GIVEN EXERCISE:
Gather every line of the records below that contains the word "door", and copy each such line in full.

DATA SHOWN:
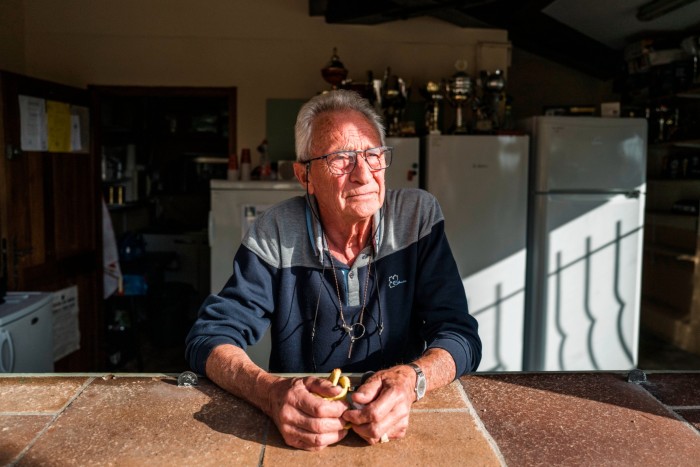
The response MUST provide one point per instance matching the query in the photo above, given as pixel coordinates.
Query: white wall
(266, 48)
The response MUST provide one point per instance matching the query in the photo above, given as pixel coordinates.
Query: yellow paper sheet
(58, 122)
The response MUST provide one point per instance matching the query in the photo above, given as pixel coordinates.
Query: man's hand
(387, 397)
(304, 419)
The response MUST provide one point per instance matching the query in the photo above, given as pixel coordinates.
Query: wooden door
(50, 216)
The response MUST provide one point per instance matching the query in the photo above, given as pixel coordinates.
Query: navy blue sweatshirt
(283, 280)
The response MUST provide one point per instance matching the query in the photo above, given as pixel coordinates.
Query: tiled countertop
(483, 419)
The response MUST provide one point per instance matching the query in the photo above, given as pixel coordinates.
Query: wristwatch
(421, 383)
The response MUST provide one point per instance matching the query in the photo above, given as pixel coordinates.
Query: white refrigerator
(481, 184)
(234, 205)
(26, 333)
(585, 229)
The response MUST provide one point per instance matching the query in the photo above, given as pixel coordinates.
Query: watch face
(420, 387)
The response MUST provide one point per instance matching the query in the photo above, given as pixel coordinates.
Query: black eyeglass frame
(385, 150)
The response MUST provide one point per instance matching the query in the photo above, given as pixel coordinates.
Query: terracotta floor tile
(48, 394)
(692, 416)
(17, 431)
(463, 444)
(137, 421)
(567, 419)
(673, 389)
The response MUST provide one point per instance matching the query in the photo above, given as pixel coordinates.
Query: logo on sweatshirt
(394, 281)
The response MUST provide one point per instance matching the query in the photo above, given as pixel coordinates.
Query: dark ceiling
(575, 33)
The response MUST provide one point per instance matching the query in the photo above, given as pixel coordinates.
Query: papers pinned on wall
(32, 118)
(53, 126)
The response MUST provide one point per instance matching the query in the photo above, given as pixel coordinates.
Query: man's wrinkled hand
(305, 420)
(383, 405)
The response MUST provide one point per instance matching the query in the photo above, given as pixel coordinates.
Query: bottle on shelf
(245, 164)
(232, 173)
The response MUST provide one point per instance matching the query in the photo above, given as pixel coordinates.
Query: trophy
(432, 92)
(393, 100)
(334, 73)
(691, 45)
(459, 90)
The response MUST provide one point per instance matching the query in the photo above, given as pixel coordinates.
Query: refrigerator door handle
(6, 337)
(210, 229)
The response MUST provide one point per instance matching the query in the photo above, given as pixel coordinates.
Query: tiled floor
(513, 419)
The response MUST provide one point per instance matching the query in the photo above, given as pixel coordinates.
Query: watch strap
(420, 381)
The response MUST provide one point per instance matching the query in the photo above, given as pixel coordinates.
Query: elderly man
(350, 276)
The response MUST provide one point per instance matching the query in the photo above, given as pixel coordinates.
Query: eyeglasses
(344, 162)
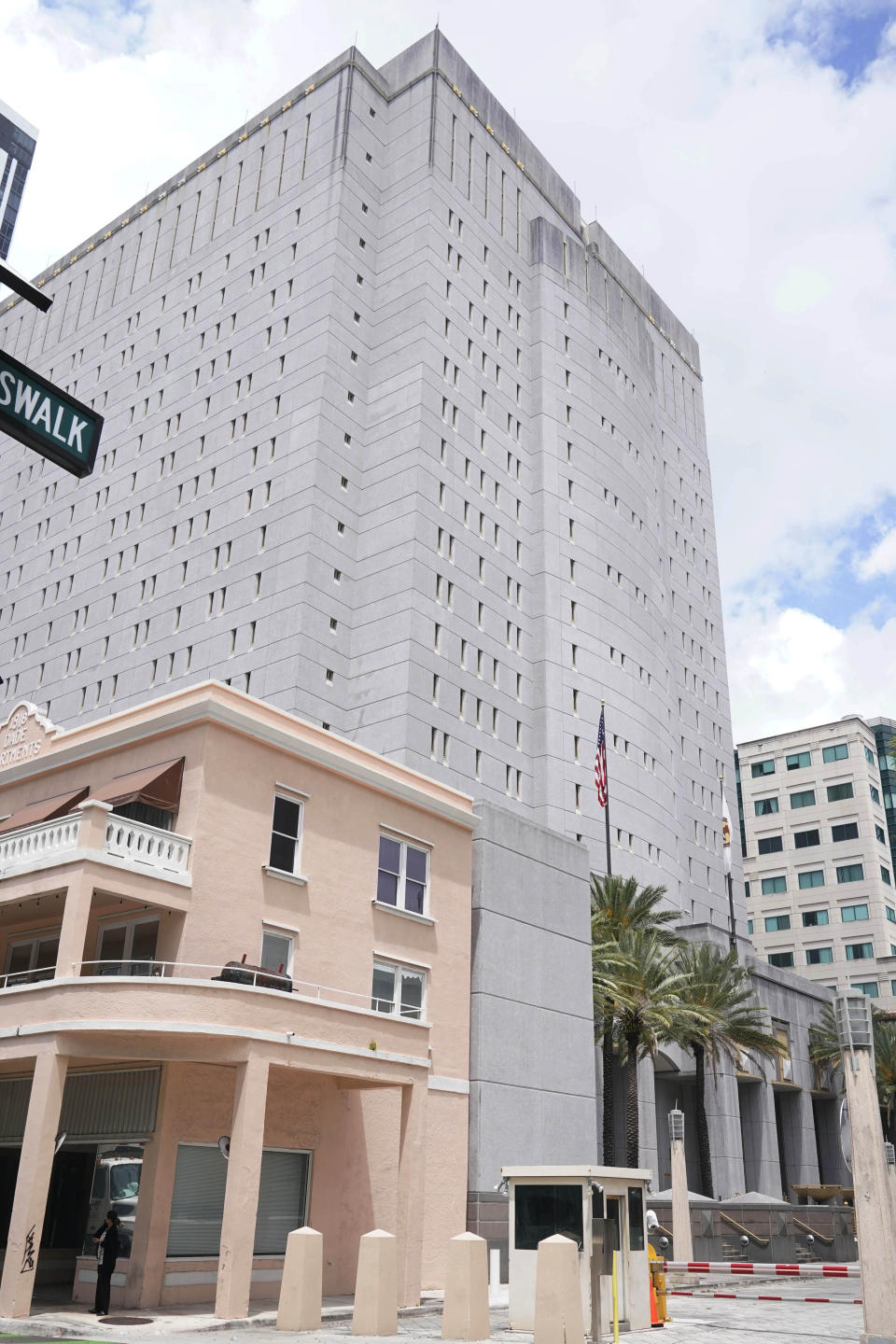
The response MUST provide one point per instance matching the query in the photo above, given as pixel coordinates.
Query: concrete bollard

SOLUTION:
Query: wooden door
Query: refrigerator door handle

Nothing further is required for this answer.